* The problem
The entries below are to be printed again word for word.
--- Data to use ---
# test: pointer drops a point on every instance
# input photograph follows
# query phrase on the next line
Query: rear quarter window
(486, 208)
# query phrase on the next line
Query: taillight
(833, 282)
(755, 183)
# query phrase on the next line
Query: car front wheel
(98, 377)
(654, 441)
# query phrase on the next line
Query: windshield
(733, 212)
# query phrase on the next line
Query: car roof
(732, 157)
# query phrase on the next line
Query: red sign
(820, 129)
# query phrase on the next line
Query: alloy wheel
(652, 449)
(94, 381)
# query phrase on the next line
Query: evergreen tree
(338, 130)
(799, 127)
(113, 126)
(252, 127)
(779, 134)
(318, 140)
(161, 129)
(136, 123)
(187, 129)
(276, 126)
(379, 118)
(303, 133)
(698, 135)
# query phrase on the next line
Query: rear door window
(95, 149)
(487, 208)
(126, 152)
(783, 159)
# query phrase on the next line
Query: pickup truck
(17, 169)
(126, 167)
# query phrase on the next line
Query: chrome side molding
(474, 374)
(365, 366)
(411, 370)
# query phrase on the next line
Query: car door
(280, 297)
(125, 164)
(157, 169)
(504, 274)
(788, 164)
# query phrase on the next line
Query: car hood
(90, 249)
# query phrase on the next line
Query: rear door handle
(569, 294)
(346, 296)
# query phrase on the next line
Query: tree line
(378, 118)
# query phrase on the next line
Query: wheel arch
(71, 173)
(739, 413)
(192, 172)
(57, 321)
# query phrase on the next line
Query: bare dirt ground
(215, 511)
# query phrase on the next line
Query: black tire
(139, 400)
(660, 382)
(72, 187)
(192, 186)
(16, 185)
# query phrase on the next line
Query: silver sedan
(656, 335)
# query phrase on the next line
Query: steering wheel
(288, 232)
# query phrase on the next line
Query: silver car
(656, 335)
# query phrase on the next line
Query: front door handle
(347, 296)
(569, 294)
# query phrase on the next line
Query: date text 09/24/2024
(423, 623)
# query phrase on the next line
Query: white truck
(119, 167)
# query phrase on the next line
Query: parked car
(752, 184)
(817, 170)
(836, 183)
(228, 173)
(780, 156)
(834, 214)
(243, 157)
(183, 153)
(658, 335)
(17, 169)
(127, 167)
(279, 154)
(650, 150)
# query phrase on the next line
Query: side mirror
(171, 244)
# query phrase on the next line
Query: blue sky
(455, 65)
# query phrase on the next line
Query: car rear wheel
---
* Answer below
# test: pointer drops a point on every instance
# input photograph follows
# query phrase on the next line
Query: rear quarter window
(486, 208)
# query phrase on the next line
Query: taillight
(833, 282)
(755, 183)
# query phrase on the next line
Query: car front wheel
(98, 377)
(654, 441)
# query phrase on the next line
Query: windshield
(733, 212)
# query phrase on the next line
Query: car roof
(732, 157)
# query phrase on the next line
Query: red sign
(820, 129)
# query phrase on the next line
Query: alloy wheel
(652, 449)
(94, 381)
# query phrase on the next line
Query: evergreen tree
(338, 130)
(799, 127)
(113, 126)
(252, 127)
(779, 134)
(318, 140)
(161, 129)
(136, 123)
(187, 129)
(276, 126)
(379, 118)
(303, 133)
(698, 135)
# query phrase on the next line
Query: rear door window
(95, 149)
(487, 208)
(126, 152)
(783, 159)
# query phrase on the next line
Query: pickup truck
(17, 169)
(126, 167)
# query phrase on the next line
Query: chrome side molding
(474, 374)
(365, 366)
(411, 370)
# query phrase on the next line
Query: car door
(280, 297)
(125, 164)
(157, 169)
(504, 274)
(788, 164)
# query phrase on the next line
Query: car hood
(90, 249)
# query phrase on the next line
Query: rear door handle
(569, 294)
(346, 296)
# query phrase on the next line
Query: tree line
(378, 118)
# query phrase on the next line
Query: wheel arch
(71, 173)
(739, 413)
(192, 172)
(57, 321)
# query phrase on the next line
Query: bare dirt ground
(215, 511)
# query phrase on the next line
Query: black tire
(139, 400)
(660, 382)
(72, 187)
(192, 186)
(16, 185)
# query phrase on the next line
Query: silver sedan
(656, 335)
# query phrase on the next line
Query: steering wheel
(288, 232)
# query phrase on the next line
Query: silver car
(656, 335)
# query phrase on the next line
Query: front door handle
(347, 296)
(569, 294)
# query phrase on the next line
Query: date text 09/24/2024
(423, 623)
# query phrase on the next line
Query: white truck
(119, 167)
# query phrase on the next line
Query: parked car
(752, 184)
(817, 170)
(836, 183)
(228, 173)
(780, 156)
(834, 214)
(243, 157)
(183, 153)
(658, 335)
(17, 169)
(127, 167)
(279, 154)
(650, 150)
# query phrase on the next line
Query: side mirror
(171, 244)
# query phrase on the next line
Query: blue sky
(455, 65)
# query phrase on the next line
Query: car rear wheel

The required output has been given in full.